◆ COMPITO DA SVOLGERE ◆
Aggiorna il passo dell'articolo sul Festival della Scienza medica: inizia dalle parole "L’insegnamento della medicina" e fermati dopo "l’Università di Bologna.", sostituendo "didattica a distanza" con "formazione a distanza".

◆ TESTO FORNITO ◆
----------

Bologna, 12 mag. (askanews) – I progressi compiuti dalla medicina negli ultimi decenni hanno aperto nuove rivoluzionarie possibilità: nel contempo, l’hanno resa più lontana dalle persone, aumentando il divario tra mondo scientifico e pazienti. Da qui la necessità di "Educare alla cura: insegnare e apprendere", tema scelto per il Festival della Scienza medica che si è aperto a Bologna con un intervento del premio Nobel per la chimica 2012 Brian Kobilka.
Il direttore scientifico, Gilberto Corbellini.
"Il tema è abbastanza importante perché riguarda due aspetti che sono emersi già durante la pandemia. Da un lato la necessità che nella formazione dei medici vi sia una sufficiente ampiezza nella preparazione ma anche una relativa flessibilità, perché ci sono diverse condizioni cliniche e diverse malattie che sono implicate nel rischio per la salute. E dall’altra parte bisogna cercare di avere le condizioni perché gli studenti che frequentano Medicina imparino più efficacemente quello che gli viene insegnato ma allo stesso tempo anche il pubblico in generale venga meglio informato e preparato per seguire o per fidarsi delle cose che i medici dicono per prevenire o curare le malattie".
Oltre 30 eventi con 80 relatori per riflettere sulla ricerca di base ma anche sulle sfide organizzative della sanità del futuro, delle tecnologie, della responsabilità penale dei medici fino ai problemi di salute mentale che il Covid ha portato alla luce. Il presidente e ideatore del Festival, Fabio Roversi-Monaco.
"Quello che noi crediamo di poter ricevere in un discorso di continuità nel tempo, dato che questa è l’ottava edizione del Festival, è il collegamento con le altre università di tutto il mondo, è la capacità di comprendere che se non si segue questa linea, cioè quella di diffondere conoscenza e acquisirne, l’Italia ne avrebbe sicuramente un danno. In realtà la ricerca medica e scientifica italiana è di alto livello. A questo punto è anche di alto livello l’attività che viene svolta dalle aziende, soprattutto farmaceutiche ma non solo. Quindi è un settore in forte ebollizione".
L’insegnamento della medicina è in continua evoluzione, ma la pandemia ha insegnato che la didattica a distanza non è possibile nelle facoltà di Medicina. Luigi Bolondi, Professore di Medicina Interna presso l’Università di Bologna.
"Pensi che il numero degli studenti da sempre è stato commisurato dal numero dei letti con i pazienti che sono a disposizione degli studenti. Per cui la pandemia ci ha dimostrato, semmai ce ne fosse stato bisogno, che è impossibile insegnare la medicina senza la parte pratica che si svolge nei reparti. Chiaramente oggi ci sono dei sistemi di simulazione, dei manichini molto tecnologizzati che possono aiutare, ma non possono sostituire la presenza del malato".

----------

Dati raccolti

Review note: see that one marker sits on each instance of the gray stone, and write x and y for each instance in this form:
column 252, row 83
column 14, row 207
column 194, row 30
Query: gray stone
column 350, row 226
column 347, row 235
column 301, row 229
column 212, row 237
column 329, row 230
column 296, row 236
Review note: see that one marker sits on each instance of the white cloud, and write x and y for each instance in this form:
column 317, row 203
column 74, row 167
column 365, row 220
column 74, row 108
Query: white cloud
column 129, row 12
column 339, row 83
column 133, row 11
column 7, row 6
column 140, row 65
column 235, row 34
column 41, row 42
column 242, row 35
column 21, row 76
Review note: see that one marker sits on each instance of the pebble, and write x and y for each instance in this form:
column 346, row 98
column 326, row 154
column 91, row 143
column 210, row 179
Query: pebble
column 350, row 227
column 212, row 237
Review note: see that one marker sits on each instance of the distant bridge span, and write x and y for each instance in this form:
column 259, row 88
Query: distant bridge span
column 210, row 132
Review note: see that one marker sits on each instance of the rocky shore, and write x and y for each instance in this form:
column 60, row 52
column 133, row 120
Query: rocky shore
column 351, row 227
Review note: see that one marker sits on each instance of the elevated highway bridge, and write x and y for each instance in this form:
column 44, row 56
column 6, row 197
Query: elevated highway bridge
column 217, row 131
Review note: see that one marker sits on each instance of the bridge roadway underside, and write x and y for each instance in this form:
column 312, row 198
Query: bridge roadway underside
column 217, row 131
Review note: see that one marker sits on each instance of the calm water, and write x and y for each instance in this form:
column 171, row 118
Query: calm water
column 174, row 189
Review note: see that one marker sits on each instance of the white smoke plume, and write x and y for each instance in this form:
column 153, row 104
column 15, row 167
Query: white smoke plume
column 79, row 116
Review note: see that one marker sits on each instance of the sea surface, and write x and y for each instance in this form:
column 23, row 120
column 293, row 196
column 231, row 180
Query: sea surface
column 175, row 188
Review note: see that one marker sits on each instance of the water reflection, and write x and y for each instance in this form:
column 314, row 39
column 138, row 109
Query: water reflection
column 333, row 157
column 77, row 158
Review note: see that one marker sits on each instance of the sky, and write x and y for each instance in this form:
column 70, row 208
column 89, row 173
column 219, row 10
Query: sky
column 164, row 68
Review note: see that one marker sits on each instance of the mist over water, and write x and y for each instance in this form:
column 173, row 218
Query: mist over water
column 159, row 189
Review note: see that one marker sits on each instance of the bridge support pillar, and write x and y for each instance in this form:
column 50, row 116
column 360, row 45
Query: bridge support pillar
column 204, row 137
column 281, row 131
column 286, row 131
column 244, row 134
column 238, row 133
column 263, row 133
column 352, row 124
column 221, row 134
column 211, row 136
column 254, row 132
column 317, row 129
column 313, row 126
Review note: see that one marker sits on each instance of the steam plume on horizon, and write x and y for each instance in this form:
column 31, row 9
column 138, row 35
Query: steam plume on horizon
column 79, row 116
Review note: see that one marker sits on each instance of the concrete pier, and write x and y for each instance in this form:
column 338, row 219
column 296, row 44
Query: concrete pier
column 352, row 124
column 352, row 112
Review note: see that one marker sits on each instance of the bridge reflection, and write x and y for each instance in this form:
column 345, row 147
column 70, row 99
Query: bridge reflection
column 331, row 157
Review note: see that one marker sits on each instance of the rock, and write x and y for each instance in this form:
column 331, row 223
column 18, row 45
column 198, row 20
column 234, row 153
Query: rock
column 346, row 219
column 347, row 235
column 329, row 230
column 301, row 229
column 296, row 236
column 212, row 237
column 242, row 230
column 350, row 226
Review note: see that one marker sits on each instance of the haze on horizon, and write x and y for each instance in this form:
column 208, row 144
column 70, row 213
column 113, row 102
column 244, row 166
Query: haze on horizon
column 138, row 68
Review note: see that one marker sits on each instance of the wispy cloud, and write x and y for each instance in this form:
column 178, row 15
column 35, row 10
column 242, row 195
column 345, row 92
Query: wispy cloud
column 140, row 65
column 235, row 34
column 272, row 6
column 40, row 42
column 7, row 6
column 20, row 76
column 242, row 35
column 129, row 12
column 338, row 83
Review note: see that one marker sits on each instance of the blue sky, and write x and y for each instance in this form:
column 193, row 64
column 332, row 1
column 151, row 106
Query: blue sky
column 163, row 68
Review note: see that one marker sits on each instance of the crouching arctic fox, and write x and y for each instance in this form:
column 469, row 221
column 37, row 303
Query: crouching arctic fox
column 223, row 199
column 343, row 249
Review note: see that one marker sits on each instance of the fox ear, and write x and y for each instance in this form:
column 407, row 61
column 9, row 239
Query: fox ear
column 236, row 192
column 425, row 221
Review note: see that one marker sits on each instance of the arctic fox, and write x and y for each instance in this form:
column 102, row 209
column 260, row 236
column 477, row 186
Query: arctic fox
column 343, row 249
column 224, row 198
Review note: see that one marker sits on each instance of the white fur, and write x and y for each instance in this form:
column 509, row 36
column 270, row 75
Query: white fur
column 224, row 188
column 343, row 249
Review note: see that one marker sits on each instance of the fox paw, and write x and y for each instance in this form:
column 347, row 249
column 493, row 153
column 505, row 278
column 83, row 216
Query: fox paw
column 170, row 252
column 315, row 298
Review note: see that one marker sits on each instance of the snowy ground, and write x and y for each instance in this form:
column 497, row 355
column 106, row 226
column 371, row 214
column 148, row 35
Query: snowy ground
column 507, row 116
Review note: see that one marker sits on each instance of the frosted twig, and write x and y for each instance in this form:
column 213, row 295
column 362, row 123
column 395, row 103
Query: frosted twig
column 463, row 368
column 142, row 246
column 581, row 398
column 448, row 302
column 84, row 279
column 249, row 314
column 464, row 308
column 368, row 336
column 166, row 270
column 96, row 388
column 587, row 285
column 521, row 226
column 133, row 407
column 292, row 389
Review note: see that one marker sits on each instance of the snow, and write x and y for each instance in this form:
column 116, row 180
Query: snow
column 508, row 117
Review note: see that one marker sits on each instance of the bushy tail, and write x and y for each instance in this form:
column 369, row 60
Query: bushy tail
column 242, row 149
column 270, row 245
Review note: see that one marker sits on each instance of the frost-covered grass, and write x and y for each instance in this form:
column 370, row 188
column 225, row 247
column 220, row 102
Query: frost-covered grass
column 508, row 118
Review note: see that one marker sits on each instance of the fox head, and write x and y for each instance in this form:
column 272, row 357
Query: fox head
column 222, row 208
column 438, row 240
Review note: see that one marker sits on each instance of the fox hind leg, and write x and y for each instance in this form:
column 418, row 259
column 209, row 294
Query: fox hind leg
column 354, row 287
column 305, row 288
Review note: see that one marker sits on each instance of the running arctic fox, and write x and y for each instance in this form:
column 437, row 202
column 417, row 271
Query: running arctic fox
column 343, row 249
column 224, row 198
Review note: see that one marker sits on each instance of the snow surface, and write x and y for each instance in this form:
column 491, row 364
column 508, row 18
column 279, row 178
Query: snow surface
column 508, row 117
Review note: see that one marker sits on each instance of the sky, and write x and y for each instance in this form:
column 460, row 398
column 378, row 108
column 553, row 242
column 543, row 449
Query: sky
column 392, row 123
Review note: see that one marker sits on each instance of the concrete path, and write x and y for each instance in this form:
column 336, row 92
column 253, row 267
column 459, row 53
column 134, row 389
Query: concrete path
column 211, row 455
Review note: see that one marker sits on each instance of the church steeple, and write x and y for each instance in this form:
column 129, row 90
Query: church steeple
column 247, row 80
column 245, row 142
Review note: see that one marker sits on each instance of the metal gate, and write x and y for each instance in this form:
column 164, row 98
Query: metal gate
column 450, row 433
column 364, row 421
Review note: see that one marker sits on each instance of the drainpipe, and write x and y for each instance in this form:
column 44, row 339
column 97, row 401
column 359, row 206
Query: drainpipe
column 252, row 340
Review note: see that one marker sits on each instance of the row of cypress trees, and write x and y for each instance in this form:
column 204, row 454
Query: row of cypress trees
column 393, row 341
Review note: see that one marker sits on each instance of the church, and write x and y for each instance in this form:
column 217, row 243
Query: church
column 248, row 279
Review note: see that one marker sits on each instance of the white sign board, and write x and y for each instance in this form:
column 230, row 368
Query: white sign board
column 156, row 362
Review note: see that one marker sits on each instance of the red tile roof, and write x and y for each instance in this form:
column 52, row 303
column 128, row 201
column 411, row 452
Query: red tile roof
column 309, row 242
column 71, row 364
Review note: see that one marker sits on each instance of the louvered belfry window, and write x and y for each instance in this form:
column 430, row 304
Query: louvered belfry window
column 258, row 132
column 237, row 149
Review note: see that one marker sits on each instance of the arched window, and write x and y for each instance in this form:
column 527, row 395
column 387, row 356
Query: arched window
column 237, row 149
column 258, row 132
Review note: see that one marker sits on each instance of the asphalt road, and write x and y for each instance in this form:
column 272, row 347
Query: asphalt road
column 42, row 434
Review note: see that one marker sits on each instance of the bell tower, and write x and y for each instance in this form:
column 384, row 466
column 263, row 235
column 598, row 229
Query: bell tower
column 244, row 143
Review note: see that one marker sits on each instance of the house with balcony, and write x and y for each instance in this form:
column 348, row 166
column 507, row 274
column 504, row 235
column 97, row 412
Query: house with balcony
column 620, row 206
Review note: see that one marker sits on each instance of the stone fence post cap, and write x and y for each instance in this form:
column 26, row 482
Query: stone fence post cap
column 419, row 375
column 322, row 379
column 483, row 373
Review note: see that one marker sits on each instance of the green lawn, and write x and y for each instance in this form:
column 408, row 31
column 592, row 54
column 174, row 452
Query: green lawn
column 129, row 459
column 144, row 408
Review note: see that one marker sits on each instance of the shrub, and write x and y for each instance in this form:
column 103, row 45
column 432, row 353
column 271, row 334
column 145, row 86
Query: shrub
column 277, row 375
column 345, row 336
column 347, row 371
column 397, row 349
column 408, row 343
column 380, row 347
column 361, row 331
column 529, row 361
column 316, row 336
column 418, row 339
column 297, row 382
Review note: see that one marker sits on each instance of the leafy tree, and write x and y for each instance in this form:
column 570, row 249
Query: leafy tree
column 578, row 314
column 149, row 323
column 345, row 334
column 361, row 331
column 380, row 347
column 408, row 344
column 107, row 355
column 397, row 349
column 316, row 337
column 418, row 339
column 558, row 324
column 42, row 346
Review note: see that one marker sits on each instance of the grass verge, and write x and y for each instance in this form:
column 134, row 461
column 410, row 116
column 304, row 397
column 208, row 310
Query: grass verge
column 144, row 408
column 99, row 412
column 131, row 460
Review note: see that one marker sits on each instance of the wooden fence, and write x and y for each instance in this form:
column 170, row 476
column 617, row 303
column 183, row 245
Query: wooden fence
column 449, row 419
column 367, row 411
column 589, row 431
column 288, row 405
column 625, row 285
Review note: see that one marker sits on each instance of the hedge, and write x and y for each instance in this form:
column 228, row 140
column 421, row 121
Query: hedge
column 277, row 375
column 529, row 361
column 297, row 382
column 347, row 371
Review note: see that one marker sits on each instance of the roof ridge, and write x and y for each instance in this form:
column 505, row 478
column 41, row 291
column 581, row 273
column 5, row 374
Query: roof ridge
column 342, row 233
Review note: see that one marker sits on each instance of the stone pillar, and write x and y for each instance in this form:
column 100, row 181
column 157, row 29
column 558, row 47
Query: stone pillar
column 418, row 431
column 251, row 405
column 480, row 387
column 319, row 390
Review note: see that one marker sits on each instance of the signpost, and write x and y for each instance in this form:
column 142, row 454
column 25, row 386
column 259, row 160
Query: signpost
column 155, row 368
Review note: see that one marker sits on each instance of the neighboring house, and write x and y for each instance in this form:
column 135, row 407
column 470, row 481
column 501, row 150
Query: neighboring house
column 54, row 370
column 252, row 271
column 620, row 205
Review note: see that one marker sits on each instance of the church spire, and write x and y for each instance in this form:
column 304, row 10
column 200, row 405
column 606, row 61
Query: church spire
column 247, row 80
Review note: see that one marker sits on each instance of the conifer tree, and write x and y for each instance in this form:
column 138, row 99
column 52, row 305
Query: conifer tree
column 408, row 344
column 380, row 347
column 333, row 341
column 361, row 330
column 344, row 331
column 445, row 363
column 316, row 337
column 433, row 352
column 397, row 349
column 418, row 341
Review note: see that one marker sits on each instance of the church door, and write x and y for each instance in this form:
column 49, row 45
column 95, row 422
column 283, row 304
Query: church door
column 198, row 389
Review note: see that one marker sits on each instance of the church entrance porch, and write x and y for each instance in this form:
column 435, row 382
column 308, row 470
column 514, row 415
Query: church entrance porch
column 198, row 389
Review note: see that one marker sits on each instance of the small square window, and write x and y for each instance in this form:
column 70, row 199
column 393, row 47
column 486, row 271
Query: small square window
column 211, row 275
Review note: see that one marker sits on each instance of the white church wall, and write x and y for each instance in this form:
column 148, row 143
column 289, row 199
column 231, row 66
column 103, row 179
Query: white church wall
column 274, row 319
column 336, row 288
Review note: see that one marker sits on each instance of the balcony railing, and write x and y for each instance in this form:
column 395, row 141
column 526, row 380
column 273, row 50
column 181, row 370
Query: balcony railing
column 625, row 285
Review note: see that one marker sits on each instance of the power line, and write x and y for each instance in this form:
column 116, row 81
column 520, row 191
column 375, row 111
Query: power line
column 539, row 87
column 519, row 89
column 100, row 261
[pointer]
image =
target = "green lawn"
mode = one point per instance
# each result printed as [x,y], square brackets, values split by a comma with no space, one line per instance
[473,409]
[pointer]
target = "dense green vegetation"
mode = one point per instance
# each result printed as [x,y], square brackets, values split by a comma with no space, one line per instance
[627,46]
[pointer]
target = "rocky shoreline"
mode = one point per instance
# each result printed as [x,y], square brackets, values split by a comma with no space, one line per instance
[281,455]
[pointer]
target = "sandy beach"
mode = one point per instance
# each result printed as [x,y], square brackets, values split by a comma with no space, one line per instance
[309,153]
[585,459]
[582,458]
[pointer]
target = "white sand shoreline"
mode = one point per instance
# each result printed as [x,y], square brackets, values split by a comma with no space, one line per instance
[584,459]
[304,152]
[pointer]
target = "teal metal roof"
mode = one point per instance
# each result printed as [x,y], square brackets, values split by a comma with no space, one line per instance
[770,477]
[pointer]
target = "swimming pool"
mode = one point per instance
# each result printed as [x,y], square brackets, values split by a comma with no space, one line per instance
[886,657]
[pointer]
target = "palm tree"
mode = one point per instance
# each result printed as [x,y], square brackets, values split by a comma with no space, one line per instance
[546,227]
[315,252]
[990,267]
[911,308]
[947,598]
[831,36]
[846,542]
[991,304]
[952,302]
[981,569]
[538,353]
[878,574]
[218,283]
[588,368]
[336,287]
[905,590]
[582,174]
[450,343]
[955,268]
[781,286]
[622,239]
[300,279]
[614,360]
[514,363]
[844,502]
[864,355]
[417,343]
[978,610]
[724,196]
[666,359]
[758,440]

----------

◆ RISPOSTA ATTESA ◆
L’insegnamento della medicina è in continua evoluzione, ma la pandemia ha insegnato che la formazione a distanza non è possibile nelle facoltà di Medicina. Luigi Bolondi, Professore di Medicina Interna presso l’Università di Bologna.